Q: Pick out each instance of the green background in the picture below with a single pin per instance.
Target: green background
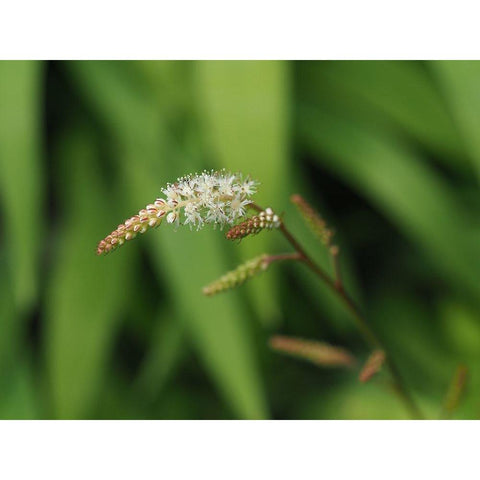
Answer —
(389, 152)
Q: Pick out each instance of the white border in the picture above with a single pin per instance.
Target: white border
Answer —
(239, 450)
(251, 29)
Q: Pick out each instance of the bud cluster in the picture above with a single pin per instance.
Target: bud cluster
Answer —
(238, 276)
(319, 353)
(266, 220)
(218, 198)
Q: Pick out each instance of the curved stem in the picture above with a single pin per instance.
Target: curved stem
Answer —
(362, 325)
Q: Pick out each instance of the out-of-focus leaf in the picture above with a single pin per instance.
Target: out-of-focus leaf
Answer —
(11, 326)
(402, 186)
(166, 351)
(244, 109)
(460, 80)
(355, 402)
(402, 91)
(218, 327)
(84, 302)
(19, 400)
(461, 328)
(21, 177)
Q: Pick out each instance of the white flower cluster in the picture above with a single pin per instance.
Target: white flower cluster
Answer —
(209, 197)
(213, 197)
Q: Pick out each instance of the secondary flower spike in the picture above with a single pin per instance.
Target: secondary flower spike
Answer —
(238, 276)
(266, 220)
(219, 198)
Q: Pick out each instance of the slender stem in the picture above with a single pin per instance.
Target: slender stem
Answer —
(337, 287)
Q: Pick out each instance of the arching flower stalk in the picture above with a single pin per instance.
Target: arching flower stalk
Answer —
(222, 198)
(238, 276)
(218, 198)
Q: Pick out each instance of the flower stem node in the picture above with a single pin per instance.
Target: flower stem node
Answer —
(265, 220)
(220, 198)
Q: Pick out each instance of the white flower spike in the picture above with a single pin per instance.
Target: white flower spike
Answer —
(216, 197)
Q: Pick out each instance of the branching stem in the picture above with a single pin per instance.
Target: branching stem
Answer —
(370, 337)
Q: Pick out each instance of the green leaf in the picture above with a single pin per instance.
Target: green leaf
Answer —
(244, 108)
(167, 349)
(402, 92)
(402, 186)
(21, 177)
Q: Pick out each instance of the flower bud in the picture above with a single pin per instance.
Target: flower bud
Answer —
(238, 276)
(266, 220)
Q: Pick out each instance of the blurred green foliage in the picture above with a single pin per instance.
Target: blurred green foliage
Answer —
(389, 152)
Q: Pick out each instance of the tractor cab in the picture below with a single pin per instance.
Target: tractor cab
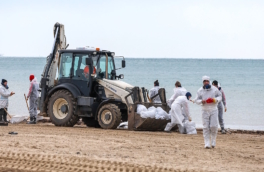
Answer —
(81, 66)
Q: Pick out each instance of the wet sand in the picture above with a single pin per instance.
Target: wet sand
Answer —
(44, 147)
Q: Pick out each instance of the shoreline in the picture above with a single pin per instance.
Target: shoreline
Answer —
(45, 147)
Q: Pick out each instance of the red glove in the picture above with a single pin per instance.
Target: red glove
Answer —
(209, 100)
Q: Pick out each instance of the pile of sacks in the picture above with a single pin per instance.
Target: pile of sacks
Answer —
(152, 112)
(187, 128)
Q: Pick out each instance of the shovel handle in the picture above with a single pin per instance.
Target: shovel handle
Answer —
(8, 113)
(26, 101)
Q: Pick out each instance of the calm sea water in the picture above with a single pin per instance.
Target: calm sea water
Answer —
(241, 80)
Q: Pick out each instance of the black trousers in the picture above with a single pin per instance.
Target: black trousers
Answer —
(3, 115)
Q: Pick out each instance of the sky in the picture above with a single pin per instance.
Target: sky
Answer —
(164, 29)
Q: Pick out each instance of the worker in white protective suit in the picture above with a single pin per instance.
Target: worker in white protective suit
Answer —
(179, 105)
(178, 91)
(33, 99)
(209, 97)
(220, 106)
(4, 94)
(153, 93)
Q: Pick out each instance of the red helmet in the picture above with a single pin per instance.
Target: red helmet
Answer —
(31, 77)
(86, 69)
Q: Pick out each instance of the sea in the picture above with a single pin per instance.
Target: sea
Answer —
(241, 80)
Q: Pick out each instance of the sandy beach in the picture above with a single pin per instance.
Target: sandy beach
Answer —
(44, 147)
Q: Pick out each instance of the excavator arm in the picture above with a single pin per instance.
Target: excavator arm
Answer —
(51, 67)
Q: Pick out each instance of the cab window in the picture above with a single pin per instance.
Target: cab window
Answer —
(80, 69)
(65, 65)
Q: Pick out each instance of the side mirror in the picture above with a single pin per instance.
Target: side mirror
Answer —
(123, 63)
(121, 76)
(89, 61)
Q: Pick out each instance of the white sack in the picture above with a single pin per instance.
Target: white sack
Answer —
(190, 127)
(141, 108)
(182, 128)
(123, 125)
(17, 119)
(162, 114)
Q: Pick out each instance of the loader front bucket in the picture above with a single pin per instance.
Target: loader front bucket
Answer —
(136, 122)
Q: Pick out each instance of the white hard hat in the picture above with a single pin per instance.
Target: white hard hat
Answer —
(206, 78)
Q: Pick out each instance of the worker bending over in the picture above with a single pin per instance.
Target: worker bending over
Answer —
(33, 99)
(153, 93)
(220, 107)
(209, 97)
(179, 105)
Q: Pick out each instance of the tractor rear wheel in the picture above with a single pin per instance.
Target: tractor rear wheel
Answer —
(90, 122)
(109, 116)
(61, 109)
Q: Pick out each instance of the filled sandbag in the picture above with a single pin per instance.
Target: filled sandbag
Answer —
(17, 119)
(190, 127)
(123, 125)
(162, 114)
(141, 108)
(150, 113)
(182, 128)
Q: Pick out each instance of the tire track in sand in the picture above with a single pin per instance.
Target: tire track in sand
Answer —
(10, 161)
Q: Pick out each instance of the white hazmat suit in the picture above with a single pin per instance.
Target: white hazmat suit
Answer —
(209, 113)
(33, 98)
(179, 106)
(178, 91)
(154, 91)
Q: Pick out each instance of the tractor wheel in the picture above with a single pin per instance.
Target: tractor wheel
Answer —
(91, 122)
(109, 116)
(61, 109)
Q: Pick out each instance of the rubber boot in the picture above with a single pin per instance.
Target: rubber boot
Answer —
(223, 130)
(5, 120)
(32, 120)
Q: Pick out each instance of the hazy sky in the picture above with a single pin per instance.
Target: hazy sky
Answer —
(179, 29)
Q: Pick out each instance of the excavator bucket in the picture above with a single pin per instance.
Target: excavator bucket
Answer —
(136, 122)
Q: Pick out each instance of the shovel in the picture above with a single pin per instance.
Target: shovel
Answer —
_ _ _
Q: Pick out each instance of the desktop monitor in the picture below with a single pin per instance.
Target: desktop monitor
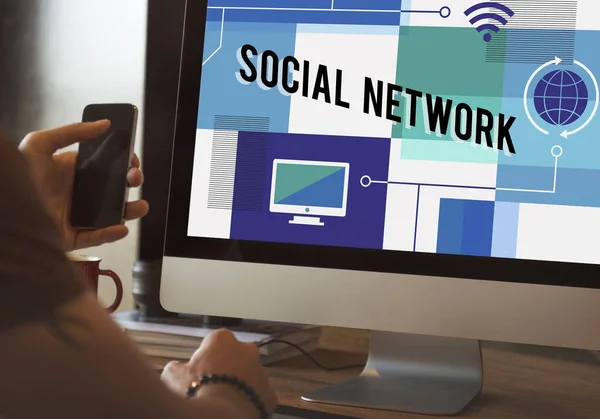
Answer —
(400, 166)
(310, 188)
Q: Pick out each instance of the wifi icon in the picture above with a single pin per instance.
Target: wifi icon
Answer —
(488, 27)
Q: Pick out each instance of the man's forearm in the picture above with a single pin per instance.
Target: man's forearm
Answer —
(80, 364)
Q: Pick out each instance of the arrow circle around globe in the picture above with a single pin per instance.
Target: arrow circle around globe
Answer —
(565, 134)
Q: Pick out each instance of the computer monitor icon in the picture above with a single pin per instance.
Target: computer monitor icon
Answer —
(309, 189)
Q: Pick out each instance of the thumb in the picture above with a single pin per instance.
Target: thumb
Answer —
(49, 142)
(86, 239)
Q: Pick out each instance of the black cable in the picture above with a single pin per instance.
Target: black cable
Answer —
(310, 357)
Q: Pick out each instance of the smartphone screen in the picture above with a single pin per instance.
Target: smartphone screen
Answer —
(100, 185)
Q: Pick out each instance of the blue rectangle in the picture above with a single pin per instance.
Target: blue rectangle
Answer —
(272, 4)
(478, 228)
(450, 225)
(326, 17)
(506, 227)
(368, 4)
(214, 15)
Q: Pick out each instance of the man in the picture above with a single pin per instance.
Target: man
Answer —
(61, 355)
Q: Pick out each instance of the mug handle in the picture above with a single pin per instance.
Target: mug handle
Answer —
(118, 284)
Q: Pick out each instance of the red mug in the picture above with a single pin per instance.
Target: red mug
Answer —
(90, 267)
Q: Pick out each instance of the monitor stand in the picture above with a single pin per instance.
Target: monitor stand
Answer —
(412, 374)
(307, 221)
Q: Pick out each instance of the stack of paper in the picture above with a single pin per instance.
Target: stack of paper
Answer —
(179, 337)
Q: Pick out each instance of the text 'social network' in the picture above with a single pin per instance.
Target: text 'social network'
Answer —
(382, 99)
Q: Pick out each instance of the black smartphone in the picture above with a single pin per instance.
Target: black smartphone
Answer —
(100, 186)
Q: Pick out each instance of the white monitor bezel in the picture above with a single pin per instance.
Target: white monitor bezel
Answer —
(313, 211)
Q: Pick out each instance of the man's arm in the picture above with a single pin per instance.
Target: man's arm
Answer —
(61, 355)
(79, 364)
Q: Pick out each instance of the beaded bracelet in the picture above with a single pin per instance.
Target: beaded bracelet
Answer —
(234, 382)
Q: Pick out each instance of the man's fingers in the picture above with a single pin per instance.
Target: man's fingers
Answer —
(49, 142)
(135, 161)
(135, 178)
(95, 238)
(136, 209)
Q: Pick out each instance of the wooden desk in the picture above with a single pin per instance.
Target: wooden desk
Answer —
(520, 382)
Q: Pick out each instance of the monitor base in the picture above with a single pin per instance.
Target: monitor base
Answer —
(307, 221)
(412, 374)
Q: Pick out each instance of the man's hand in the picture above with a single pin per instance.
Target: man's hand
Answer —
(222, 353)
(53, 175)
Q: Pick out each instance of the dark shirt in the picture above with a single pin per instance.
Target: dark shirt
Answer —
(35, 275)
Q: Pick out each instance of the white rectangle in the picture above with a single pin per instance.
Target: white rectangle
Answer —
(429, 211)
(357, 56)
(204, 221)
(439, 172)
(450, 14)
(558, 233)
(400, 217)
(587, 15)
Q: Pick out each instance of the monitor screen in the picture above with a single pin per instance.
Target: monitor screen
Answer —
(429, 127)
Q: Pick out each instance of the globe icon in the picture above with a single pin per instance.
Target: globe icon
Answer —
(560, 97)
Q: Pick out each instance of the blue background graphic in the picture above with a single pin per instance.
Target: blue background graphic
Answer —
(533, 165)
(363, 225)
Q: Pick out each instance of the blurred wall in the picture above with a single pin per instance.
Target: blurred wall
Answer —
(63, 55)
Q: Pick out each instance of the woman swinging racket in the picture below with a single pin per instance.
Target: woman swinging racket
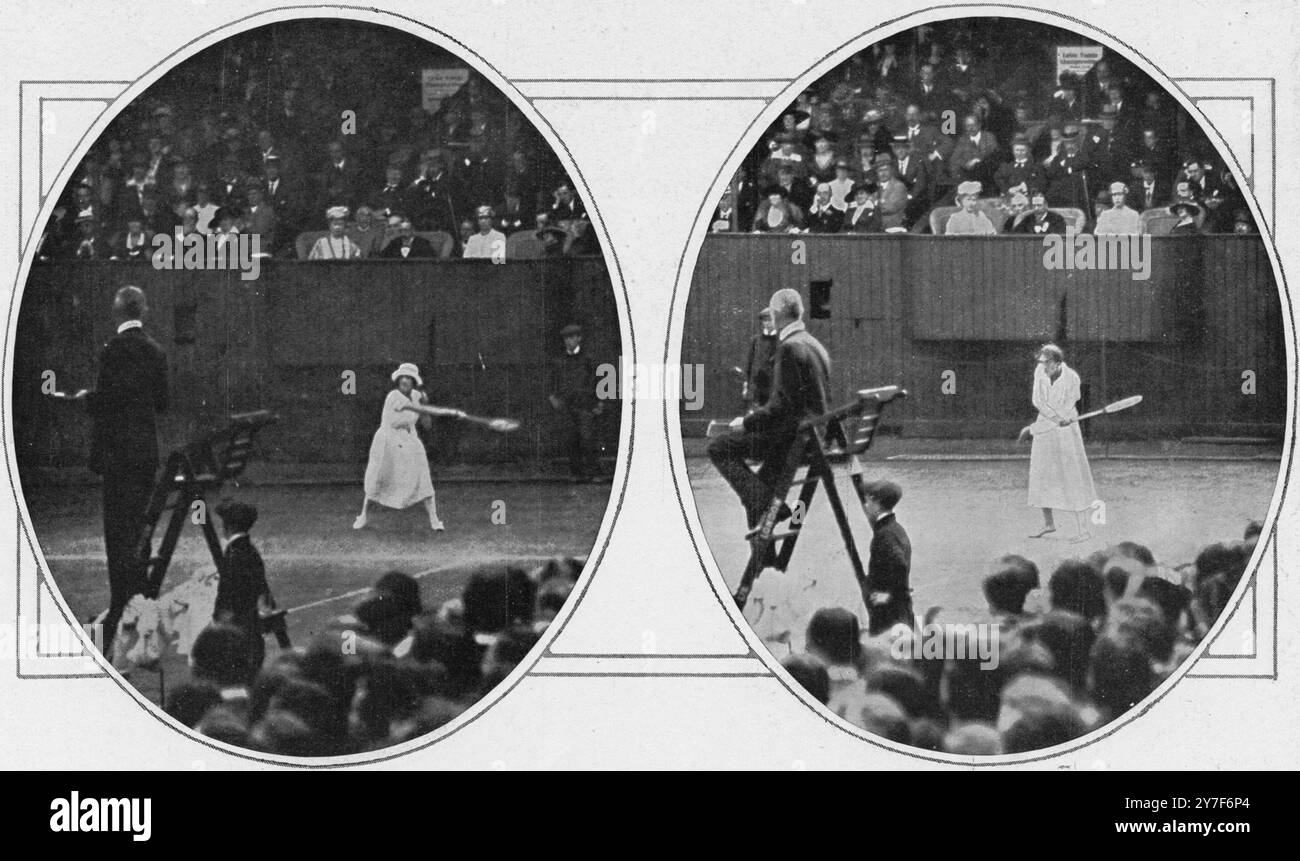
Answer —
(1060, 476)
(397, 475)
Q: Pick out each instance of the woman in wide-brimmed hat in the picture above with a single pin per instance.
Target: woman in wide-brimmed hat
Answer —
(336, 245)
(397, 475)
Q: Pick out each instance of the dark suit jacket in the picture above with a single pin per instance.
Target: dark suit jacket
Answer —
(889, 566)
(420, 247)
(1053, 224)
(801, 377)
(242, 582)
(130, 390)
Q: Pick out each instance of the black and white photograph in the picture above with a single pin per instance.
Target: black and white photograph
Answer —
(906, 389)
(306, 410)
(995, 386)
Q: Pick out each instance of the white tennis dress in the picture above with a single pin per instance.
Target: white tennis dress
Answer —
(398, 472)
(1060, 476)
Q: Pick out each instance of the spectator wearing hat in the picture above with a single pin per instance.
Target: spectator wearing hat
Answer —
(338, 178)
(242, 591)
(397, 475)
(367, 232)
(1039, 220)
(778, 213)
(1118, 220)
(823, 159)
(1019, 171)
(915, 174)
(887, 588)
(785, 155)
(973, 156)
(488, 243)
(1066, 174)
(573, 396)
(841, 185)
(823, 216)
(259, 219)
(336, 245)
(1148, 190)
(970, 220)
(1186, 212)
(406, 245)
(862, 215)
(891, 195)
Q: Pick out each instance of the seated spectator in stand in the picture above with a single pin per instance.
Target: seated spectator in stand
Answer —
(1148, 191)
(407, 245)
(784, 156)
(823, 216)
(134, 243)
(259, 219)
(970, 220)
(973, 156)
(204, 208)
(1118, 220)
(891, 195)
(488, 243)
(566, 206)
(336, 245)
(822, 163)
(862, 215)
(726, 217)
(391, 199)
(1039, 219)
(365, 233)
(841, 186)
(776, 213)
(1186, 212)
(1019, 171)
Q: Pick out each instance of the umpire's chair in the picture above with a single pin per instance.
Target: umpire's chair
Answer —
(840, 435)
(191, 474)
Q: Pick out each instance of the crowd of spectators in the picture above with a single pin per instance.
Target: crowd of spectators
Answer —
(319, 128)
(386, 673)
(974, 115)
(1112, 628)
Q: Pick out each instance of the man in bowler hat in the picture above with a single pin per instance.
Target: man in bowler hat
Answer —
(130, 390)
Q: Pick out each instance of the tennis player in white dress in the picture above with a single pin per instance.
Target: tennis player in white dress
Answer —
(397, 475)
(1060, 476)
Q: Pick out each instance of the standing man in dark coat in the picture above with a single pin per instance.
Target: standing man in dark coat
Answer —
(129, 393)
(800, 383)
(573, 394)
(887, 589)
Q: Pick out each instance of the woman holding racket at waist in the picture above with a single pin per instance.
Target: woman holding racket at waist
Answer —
_ _ _
▶ _WHAT YOU SHOULD DO_: From the listing above, return the lines starting at the one with "Q: Pick out each instance of the computer" and ending at the one with "Q: Pick out each instance of the black cable", both kept, exactly as they appear and nothing more.

▶ _WRITTEN RESPONSE_:
Q: Pick out each instance of the computer monitor icon in the picture above with a single pin per instance.
Target: computer monitor icon
Answer —
(309, 189)
Q: Pick out each instance of the thumb in the picture above with a single pin per instance.
Target: thumb
Answer —
(49, 142)
(86, 239)
Q: Pick out each instance of the black cable in the picture above with a single pin per instance.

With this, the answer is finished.